Text to read.
.....
In December 1999, Mason began working for MicronPC in Boise as a “process analyst” earning $26,000 per year. Mason took the position with the hope of ultimately joining Micron-PC's legal department. In 2000, Mason took the Idaho bar examination, but failed. In May 2001, Mason became a “government contracts technician” at MicronPC, earning $14.00 per hour, but was laid off in January 2002. After receiving unemployment benefits for a few months, Mason began working as an independent contractor in April 2002, installing home siding for Diamond Construction.
The bankruptcy court found that Mason is currently earning between $1,000 and $1,200 per month as a part-time contractor for Diamond Construction, and that his monthly expenses average between $1,300 and $1,340. Mason has no fixed schedule and works on an “as needed basis,” which allows Mason to apply for other jobs and attend interviews. Mason has worked with an employment service counselor, and considered a variety of jobs, but has had poor results. Based on his experience, Mason has testified that he does not expect his law degree will improve his chances of securing employment.
.....
Location identification items
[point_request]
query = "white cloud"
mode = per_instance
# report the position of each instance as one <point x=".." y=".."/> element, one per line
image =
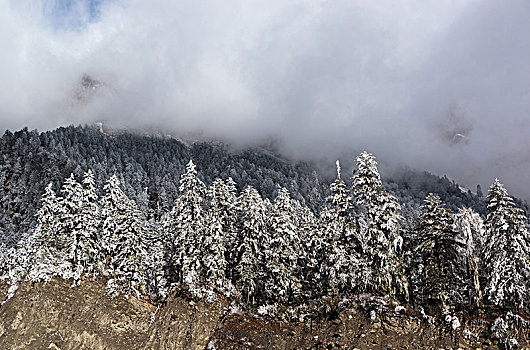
<point x="322" y="76"/>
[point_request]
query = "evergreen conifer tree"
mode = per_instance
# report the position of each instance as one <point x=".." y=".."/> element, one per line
<point x="123" y="239"/>
<point x="506" y="251"/>
<point x="251" y="225"/>
<point x="380" y="213"/>
<point x="438" y="275"/>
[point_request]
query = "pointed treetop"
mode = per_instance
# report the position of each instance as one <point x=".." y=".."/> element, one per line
<point x="367" y="164"/>
<point x="190" y="167"/>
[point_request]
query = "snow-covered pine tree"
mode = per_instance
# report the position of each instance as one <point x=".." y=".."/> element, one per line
<point x="219" y="228"/>
<point x="123" y="239"/>
<point x="282" y="252"/>
<point x="184" y="228"/>
<point x="506" y="252"/>
<point x="438" y="276"/>
<point x="380" y="214"/>
<point x="71" y="230"/>
<point x="469" y="227"/>
<point x="88" y="225"/>
<point x="312" y="241"/>
<point x="251" y="225"/>
<point x="342" y="267"/>
<point x="45" y="248"/>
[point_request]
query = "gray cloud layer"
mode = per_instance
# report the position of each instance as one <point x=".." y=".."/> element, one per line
<point x="442" y="85"/>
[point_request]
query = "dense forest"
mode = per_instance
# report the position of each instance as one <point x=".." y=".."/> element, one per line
<point x="154" y="215"/>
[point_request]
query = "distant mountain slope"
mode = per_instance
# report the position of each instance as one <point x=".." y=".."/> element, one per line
<point x="149" y="168"/>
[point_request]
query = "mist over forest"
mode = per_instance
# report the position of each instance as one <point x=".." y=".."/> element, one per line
<point x="439" y="86"/>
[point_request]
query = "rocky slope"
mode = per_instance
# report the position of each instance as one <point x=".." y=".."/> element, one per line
<point x="56" y="316"/>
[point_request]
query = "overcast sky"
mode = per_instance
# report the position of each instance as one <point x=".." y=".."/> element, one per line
<point x="437" y="85"/>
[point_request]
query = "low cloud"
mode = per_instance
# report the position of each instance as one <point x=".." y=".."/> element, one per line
<point x="442" y="86"/>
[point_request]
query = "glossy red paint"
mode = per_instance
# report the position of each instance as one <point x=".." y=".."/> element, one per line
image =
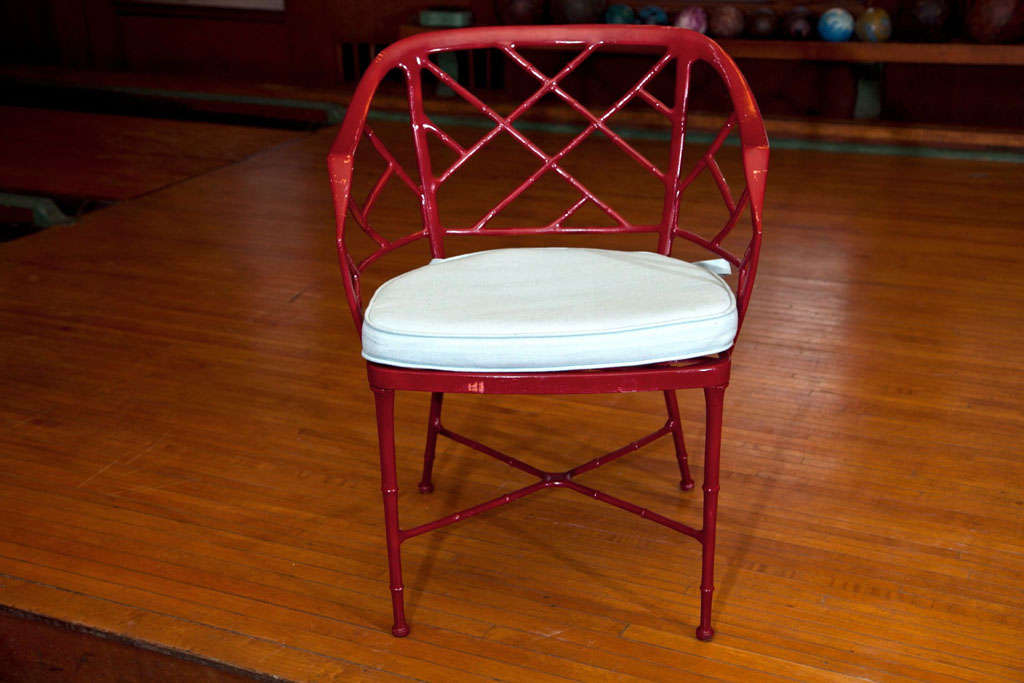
<point x="680" y="47"/>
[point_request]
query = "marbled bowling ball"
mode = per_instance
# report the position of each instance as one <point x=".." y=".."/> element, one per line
<point x="620" y="14"/>
<point x="725" y="20"/>
<point x="873" y="26"/>
<point x="798" y="24"/>
<point x="762" y="23"/>
<point x="694" y="18"/>
<point x="836" y="25"/>
<point x="652" y="14"/>
<point x="995" y="20"/>
<point x="578" y="11"/>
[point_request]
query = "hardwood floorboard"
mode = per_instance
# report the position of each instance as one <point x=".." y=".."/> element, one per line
<point x="188" y="452"/>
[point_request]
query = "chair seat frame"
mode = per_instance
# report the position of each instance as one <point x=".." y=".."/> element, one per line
<point x="709" y="374"/>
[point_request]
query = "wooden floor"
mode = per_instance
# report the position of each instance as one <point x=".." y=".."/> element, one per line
<point x="107" y="157"/>
<point x="187" y="454"/>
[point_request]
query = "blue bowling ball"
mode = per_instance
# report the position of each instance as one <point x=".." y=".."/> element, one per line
<point x="836" y="25"/>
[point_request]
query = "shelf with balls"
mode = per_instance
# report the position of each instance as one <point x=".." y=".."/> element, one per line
<point x="956" y="32"/>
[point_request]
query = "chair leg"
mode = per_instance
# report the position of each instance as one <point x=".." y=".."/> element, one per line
<point x="713" y="439"/>
<point x="389" y="486"/>
<point x="433" y="426"/>
<point x="685" y="480"/>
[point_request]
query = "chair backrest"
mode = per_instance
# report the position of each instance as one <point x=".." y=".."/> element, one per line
<point x="413" y="57"/>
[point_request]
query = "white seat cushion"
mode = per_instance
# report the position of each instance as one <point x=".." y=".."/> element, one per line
<point x="548" y="309"/>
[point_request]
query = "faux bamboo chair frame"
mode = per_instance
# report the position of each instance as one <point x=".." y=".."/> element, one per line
<point x="412" y="56"/>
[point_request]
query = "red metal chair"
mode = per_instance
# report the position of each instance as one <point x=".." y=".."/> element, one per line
<point x="709" y="372"/>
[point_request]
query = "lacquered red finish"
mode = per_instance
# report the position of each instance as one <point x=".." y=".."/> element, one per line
<point x="679" y="49"/>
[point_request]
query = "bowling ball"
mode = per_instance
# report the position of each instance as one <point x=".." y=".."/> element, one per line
<point x="520" y="11"/>
<point x="577" y="11"/>
<point x="694" y="18"/>
<point x="762" y="23"/>
<point x="836" y="25"/>
<point x="652" y="14"/>
<point x="873" y="26"/>
<point x="620" y="14"/>
<point x="995" y="20"/>
<point x="924" y="20"/>
<point x="798" y="24"/>
<point x="725" y="20"/>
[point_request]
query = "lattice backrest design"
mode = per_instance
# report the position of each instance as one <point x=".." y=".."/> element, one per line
.....
Work to complete.
1 > Turn the paragraph of the passage about Mason's employment that begins "The bankruptcy court found" into a short bulleted list that keeps its main facts.
2 > From the passage about Mason's employment, return the stretch from "In December 1999, Mason" through "for Diamond Construction.".
3 > For each statement, say whether the passage about Mason's employment agrees with it, and quote the words that decide it.
(a) Mason passed the Idaho bar examination in 2000.
(b) As a government contracts technician at MicronPC, Mason earned $14.00 per hour.
(c) Mason works a fixed schedule for Diamond Construction.

Results for the exercise.
1 >
- Mason currently earns $1,000 to $1,200 a month as a part-time contractor for Diamond Construction.
- His monthly expenses average $1,300 to $1,340.
- He has no fixed schedule and works as needed, which lets him apply for other jobs and attend interviews.
- He has worked with an employment service counselor and considered a variety of jobs, with poor results.
- Based on his experience, he testified that he does not expect his law degree to improve his chances of finding employment.

2 >
In December 1999, Mason began working for MicronPC in Boise as a “process analyst” earning $26,000 per year. Mason took the position with the hope of ultimately joining Micron-PC's legal department. In 2000, Mason took the Idaho bar examination, but failed. In May 2001, Mason became a “government contracts technician” at MicronPC, earning $14.00 per hour, but was laid off in January 2002. After receiving unemployment benefits for a few months, Mason began working as an independent contractor in April 2002, installing home siding for Diamond Construction.

3 >
(a) No: "In 2000, Mason took the Idaho bar examination, but failed."
(b) Yes: "Mason became a “government contracts technician” at MicronPC, earning $14.00 per hour"
(c) No: "Mason has no fixed schedule and works on an “as needed basis,”"